> _EXCERPT PROVIDED_
=== Begin Enclosure ===

Today, most mirrors used to direct a beam in high-power lasers are made by layering thin coatings of materials with different optical properties. But if there is even one, tiny defect in any of the layers, the powerful laser beam will burn through, causing the whole device to fail. Now, researchers at Harvard University have built a mirror out of a single material: diamond. By etching nanostructures onto the surface of a thin sheet of diamond, the research team built a highly reflective mirror that withstood, without damage, experiments with a 10-kilowatt laser.
Scientists at the University of Colorado Boulder have successfully created graphyne, a material that could rival the conductivity of graphene. Graphene is composed of carbons in the form of a regular array of hexagons (benzene rings); graphyne is also composed of benzene rings, but they are connected with one another through acetylene bonds (instead of carbon bonds, as in graphene). The scientists were able to create graphyne by using an organic chemical reaction called alkyne metathesis, as well as thermodynamics and kinetic control.
Scientists at the University of Southern California have found that a protein called emerin responds to harmful mechanical forces on a cell by bunching together to form so-called "nanoclusters." The emerin nanoclusters help to stabilize and protect the membrane surrounding a cell’s nucleus from damage and rupture. The researchers also found that mutant forms of emerin known to cause muscular dystrophy were unable to correctly self-assemble, providing further evidence and understanding of emerin's role in muscular dystrophy.

=== End Enclosure ===

> _THE PROBLEM_
Sum up the science news excerpt in three sentences. The stored items play no part in this work.

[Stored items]
=== Begin Enclosure ===

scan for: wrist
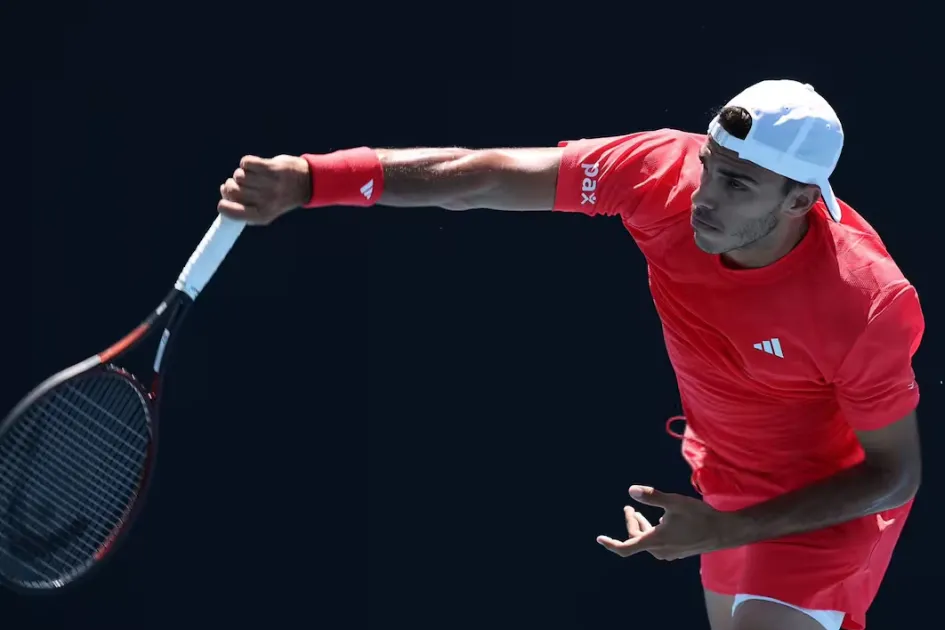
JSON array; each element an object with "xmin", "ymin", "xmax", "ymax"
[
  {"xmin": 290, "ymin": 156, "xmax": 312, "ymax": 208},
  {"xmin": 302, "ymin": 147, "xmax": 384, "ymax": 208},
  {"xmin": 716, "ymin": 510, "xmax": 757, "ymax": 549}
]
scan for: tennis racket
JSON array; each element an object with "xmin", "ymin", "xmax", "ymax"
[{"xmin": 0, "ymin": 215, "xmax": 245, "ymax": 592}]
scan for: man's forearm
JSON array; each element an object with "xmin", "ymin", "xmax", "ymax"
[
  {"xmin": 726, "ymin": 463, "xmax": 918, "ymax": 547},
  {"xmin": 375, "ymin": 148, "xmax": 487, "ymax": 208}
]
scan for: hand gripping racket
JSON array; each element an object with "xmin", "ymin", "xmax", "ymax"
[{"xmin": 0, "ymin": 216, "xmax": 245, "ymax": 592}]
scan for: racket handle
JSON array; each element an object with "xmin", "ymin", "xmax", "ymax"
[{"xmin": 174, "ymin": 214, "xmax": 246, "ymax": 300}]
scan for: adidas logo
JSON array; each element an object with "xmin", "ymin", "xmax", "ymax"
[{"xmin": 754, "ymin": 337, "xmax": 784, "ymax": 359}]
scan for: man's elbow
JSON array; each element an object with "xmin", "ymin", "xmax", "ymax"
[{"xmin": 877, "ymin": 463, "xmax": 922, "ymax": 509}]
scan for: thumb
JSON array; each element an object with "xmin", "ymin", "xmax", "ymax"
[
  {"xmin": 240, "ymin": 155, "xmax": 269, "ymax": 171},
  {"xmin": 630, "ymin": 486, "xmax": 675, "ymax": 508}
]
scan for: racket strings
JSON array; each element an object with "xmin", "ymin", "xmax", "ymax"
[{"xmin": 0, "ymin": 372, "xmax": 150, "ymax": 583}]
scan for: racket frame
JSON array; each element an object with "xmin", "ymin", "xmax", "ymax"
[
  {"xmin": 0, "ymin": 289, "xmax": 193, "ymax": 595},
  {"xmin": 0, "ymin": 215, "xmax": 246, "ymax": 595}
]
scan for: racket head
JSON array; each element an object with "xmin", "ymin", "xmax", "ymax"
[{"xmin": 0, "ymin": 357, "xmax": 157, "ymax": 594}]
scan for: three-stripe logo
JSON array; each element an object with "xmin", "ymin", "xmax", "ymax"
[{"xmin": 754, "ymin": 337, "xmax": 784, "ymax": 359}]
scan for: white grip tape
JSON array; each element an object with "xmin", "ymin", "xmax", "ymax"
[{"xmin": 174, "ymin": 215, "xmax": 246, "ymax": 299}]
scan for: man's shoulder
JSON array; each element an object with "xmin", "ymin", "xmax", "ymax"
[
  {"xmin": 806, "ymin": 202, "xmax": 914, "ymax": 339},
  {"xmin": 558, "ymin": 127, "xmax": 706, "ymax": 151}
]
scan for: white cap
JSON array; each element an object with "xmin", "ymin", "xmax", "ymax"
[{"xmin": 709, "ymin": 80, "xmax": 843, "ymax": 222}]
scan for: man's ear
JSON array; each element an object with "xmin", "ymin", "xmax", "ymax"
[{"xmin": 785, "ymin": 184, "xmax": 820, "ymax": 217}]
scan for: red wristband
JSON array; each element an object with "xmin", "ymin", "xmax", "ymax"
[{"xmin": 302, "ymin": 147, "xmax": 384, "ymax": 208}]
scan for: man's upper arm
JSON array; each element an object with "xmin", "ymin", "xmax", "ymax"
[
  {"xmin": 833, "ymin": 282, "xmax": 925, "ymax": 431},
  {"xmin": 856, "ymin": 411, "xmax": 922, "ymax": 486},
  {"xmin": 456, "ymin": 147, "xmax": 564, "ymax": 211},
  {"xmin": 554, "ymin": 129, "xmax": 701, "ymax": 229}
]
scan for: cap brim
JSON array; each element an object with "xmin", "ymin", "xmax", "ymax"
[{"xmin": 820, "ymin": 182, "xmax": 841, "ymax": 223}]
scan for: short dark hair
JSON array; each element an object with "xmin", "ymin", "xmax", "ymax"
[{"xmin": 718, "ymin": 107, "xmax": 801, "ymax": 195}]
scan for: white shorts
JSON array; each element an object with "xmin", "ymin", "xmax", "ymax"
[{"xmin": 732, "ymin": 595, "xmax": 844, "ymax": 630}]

=== End Enclosure ===

> _WRITTEN ANSWER_
Harvard University researchers built a high-power laser mirror from a single material, diamond, by etching nanostructures onto a thin diamond sheet, and it withstood a 10-kilowatt laser without damage. University of Colorado Boulder scientists created graphyne, a material of benzene rings joined by acetylene bonds that could rival graphene's conductivity, using alkyne metathesis along with thermodynamics and kinetic control. University of Southern California scientists found that the protein emerin forms nanoclusters that protect the nuclear membrane from harmful mechanical forces, and that mutant forms of emerin linked to muscular dystrophy cannot self-assemble correctly.